:: SOURCE DOCUMENT ::

###

# Am I being ripped off? Renting in Alex



## ArabianNights (Jul 23, 2011)

Hi All,

This is my first post here - I hope that someone can help me. I am spending one year in Egypt, as part of my degree as im studying Arabic and I will be studying at the University in Alexandria. The campus accommodation seems horrendously expensive 'for Egypt', they want to charge over 600 GBP for a standard room on campus (your own room, not shared). I am paying this much for my furnished one bedroom apartment in London! And this is only an on-campus room in Alex! Cheaper options are on the 300 GBP mark, depending on which 'category' of room you want - I have been offered a shared room, with another British student who I don't know, for 350 GBP. Is this right? It all seems very very expensive to me. London students pay around the same in Hall of Residence, but they get their own room - in Egypt, I have to share, which I have never done before, since my childhood, on a long term basis. I prefer my own room, I need the privacy, as unfortunately I am not a young 19 year old - i'm 29 and am used to having my own space.

I have seen some posts online in various forums, where people have been paying around this much for a 2 bedroom apartment, in Alex! This tells me I am being ripped off. I have till end of August to see what I can find. Can anyone give me any pointers? I don't mind sharing accommodation, (with females) as long as I can get my own room!

However, the campus housing does include one way transport from University to campus housing, 2 meals a day, internet, gym and some other random facilities I would probably never use, like a mobile phone, which I already have. I was in Alexandria this April and transportation was ridiculously cheap, so im not concerned about that and I could probably walk.

Any ideas?

Thank you!


----------



## firstfossil (Apr 16, 2011)

You've answered your own question, they are trying it on. But if you want to study Arabic, wouldn't it be better living in an apartment outside the campus anyway? 

I'm Cairo not Alex so maybe someone else could give specific pointers or contacts.


----------



## MaidenScotland (Jun 6, 2009)

You sure are being ripped off big time


----------



## iCaesar (Aug 21, 2011)

move out of the campus . Cheaper prices and they charge in LE... Much cheaper


----------

###

:: DATA SUPPLIED ::
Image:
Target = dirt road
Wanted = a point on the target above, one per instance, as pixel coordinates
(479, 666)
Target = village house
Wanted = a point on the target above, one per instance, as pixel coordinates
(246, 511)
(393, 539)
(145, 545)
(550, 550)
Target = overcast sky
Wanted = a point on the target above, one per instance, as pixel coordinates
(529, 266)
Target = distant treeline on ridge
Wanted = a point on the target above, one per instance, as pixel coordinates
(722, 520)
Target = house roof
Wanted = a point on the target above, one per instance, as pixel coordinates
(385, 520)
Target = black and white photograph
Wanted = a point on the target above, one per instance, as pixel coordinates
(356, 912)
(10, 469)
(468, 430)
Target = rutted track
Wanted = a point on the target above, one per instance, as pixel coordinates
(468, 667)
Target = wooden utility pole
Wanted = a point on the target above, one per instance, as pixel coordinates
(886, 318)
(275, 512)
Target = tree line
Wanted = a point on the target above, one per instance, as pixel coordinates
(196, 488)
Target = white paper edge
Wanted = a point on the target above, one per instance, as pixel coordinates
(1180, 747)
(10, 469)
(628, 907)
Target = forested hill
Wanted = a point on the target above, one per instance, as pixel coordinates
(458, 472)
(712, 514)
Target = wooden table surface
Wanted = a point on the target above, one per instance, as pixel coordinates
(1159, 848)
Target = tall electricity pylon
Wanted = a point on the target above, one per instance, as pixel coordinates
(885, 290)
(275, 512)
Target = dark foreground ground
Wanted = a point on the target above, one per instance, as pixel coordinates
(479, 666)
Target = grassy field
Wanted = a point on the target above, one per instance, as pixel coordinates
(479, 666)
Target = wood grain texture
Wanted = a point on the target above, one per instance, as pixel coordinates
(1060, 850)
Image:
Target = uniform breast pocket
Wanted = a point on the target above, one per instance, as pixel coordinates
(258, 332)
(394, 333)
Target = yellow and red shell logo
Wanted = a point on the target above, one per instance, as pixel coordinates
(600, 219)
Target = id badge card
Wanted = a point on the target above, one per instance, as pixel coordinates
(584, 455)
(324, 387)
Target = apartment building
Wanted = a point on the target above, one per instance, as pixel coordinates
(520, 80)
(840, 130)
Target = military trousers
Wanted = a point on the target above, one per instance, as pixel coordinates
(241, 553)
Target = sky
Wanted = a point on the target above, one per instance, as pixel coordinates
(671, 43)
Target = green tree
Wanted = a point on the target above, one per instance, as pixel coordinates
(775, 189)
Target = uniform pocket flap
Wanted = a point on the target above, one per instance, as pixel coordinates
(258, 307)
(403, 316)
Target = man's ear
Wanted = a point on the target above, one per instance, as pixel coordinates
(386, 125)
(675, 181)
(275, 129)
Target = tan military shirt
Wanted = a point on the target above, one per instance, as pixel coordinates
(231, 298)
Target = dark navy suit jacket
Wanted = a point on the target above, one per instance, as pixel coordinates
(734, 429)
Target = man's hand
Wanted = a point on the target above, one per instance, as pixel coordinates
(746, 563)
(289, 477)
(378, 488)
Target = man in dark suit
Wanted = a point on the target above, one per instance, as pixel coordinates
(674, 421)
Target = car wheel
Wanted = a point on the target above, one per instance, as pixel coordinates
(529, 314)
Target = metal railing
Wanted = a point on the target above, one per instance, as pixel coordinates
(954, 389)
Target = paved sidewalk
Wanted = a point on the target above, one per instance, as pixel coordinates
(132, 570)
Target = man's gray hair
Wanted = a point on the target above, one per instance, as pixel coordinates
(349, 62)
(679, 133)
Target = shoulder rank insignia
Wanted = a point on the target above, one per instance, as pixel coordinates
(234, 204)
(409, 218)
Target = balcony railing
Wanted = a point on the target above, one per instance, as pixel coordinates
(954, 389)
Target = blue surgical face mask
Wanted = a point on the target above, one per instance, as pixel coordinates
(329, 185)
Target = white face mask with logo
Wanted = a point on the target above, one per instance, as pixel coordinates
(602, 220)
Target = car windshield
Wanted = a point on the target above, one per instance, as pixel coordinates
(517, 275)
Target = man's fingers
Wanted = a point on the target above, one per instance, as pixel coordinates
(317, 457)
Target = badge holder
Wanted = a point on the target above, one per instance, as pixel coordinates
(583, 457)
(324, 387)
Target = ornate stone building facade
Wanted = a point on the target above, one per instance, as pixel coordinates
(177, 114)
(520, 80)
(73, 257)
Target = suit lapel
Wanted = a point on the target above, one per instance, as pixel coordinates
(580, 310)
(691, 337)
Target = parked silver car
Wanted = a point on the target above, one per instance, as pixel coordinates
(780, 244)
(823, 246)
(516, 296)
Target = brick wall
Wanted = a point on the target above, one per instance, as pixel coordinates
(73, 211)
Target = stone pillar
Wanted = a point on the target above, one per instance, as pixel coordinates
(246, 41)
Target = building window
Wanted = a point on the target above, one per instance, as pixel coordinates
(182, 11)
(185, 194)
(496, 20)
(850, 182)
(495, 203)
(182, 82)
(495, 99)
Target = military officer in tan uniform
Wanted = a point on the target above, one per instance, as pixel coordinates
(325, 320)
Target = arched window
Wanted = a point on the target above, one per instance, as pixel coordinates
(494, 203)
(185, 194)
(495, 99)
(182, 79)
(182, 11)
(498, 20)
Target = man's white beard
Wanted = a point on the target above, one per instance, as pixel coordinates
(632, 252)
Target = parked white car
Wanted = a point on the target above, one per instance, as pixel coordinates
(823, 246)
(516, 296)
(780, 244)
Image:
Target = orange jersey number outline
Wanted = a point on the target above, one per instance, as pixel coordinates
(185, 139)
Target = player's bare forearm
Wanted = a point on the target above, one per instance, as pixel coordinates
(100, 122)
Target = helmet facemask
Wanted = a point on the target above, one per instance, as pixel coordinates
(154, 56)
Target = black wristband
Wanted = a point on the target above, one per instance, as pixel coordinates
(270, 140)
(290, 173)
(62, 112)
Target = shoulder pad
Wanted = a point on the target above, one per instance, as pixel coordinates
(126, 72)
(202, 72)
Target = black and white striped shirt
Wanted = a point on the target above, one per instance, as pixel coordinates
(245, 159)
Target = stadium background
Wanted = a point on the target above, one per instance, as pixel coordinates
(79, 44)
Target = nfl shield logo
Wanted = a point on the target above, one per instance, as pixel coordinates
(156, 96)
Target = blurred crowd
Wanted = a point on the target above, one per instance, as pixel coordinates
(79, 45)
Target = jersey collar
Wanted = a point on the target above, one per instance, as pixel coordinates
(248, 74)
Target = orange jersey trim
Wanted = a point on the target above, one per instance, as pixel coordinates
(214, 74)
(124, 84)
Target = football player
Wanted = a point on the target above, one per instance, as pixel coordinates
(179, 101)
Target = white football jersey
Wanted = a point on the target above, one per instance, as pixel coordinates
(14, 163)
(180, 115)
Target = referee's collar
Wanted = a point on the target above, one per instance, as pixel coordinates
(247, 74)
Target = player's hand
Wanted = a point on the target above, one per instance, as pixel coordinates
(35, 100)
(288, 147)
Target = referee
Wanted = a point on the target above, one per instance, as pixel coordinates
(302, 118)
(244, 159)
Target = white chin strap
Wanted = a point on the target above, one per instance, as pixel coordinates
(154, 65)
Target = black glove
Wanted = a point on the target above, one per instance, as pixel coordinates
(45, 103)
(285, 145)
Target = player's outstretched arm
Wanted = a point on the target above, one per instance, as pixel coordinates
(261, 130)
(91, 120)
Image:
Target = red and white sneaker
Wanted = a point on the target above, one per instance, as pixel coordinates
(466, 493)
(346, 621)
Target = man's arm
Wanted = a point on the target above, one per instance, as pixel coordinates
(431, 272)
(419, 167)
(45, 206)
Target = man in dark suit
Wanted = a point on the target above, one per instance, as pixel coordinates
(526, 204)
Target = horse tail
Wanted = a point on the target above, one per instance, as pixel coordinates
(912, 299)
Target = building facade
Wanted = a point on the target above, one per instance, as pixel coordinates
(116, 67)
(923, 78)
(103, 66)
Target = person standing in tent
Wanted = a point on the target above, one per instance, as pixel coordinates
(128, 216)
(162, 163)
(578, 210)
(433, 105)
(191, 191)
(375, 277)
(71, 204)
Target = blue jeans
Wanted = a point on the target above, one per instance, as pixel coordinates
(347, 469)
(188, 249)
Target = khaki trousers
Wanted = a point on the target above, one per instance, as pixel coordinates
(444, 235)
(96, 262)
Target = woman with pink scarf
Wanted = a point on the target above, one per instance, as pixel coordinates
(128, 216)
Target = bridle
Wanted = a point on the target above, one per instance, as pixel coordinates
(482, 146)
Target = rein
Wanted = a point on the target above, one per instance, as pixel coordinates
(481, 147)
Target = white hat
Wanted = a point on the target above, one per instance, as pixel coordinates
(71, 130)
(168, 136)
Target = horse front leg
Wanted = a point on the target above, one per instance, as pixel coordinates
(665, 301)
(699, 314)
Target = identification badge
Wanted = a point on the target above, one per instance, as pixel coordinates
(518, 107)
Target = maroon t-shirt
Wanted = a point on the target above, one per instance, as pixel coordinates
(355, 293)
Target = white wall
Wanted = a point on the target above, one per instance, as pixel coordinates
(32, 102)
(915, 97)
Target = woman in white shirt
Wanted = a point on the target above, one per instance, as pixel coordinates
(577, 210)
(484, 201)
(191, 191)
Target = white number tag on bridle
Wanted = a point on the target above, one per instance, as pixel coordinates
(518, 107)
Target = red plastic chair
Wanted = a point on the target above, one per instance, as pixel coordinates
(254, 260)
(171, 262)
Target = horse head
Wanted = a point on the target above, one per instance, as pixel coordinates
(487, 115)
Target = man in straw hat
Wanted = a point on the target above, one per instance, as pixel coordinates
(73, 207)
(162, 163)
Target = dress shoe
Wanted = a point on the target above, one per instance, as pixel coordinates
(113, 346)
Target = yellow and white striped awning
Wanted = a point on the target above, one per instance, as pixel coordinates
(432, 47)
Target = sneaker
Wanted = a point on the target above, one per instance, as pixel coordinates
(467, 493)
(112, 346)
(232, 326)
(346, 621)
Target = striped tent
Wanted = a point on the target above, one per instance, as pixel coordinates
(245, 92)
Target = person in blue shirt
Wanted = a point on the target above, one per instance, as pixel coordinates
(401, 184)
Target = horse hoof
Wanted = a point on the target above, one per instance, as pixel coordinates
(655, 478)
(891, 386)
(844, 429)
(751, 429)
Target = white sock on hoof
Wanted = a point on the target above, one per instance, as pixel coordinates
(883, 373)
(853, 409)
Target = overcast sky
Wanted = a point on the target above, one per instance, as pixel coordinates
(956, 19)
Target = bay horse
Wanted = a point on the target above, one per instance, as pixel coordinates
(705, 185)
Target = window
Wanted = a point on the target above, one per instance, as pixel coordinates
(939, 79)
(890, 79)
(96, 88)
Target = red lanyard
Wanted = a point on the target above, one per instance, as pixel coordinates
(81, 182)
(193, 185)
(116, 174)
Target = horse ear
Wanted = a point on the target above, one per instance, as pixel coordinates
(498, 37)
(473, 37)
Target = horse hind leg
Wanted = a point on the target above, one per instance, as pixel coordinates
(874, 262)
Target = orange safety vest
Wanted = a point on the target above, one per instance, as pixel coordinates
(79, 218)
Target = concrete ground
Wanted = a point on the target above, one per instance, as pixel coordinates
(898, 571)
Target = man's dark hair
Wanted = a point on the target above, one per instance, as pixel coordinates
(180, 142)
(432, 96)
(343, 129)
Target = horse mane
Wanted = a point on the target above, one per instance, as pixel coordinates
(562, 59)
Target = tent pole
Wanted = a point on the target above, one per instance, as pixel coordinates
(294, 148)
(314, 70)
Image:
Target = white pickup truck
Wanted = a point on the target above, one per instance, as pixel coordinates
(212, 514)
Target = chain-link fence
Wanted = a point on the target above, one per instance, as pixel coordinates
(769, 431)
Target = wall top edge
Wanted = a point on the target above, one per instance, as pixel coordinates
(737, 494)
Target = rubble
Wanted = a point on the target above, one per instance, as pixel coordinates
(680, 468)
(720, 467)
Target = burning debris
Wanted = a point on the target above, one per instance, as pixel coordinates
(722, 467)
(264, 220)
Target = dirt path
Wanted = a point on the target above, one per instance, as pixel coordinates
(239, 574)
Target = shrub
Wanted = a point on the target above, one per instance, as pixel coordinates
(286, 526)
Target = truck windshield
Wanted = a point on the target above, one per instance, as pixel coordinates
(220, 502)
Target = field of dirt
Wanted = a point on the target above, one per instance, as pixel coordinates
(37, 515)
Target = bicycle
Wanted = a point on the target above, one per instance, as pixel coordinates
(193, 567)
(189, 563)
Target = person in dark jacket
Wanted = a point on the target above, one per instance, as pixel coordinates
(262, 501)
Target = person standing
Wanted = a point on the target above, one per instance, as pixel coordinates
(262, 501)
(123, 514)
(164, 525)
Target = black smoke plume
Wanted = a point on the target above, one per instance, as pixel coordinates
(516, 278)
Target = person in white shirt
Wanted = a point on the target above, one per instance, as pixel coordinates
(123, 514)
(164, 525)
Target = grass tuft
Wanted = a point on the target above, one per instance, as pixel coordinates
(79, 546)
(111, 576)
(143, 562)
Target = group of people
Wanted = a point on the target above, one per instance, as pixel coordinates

###

Please list everything the forum thread about renting in Alexandria says the campus housing includes.

- One-way transport from the university to campus housing
- Two meals a day
- Internet
- Gym
- A mobile phone